───── Information given

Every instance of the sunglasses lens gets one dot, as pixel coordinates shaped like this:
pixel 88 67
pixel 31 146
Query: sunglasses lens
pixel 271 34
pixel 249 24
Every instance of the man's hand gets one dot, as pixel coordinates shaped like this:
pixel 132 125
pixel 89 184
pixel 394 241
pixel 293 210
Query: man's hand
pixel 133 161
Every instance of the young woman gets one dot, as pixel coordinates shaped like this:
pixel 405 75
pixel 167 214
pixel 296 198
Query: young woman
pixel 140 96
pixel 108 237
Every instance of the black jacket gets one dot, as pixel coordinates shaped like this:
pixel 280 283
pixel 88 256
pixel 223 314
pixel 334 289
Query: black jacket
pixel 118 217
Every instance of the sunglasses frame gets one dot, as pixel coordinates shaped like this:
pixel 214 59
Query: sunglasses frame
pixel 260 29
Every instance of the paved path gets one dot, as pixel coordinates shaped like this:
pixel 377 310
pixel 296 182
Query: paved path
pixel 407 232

──────────
───── Information given

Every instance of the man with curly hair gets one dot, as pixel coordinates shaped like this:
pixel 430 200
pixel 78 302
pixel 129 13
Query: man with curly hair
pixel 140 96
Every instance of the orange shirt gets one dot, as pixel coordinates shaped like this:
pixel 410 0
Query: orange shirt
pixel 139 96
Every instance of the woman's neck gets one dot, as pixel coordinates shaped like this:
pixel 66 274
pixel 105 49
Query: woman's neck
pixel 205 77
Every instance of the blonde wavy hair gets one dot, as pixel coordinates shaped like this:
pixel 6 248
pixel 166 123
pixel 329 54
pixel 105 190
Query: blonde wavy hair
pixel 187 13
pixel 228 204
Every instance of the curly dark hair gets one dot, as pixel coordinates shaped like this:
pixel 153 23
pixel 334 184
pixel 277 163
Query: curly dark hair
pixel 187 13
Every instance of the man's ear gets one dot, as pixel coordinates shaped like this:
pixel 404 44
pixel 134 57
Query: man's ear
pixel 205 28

──────────
───── Information given

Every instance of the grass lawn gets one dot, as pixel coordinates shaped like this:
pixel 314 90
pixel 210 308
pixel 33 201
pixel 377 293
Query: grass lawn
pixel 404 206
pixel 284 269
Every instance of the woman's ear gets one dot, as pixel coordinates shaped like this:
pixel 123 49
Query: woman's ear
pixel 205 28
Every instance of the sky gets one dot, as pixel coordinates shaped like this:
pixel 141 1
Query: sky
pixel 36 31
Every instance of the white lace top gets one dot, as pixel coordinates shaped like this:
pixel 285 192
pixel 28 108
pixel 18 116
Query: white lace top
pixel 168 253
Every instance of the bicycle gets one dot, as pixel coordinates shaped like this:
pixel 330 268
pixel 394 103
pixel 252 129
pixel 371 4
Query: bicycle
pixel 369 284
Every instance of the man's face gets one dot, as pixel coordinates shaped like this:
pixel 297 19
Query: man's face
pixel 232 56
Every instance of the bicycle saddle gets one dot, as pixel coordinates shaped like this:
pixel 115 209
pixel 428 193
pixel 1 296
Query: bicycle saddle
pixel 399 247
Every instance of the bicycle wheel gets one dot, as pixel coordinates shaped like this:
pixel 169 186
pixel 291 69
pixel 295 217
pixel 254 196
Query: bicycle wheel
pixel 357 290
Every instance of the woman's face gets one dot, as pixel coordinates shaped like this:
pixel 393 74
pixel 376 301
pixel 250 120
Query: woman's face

──────────

### Task brief
Return exactly the lines above from the line that has "Every instance of the sky" through the line that has "Query: woman's face", inclusive, and nothing else.

### Output
Every instance of the sky gets one dot, as pixel coordinates shaped like this:
pixel 141 1
Query: sky
pixel 36 31
Every instance of the white lace top gets one dot, as pixel coordinates shaped like this:
pixel 285 192
pixel 28 108
pixel 18 116
Query: white lace top
pixel 168 253
Every instance of the bicycle gets one dot, as pixel coordinates shaped like this:
pixel 330 268
pixel 394 103
pixel 252 129
pixel 371 4
Query: bicycle
pixel 369 284
Every instance of the man's face gets one dot, as pixel coordinates shaped like this:
pixel 297 19
Query: man's face
pixel 232 56
Every instance of the bicycle saddle gets one dot, as pixel coordinates shaped like this:
pixel 115 209
pixel 428 193
pixel 1 296
Query: bicycle saddle
pixel 399 247
Every instance of the bicycle wheel gets one dot, as pixel coordinates shaped like this:
pixel 169 186
pixel 291 69
pixel 295 217
pixel 254 196
Query: bicycle wheel
pixel 357 290
Every instance of the woman's face gets one dot, as pixel coordinates shaped like this:
pixel 393 74
pixel 376 301
pixel 250 120
Query: woman's face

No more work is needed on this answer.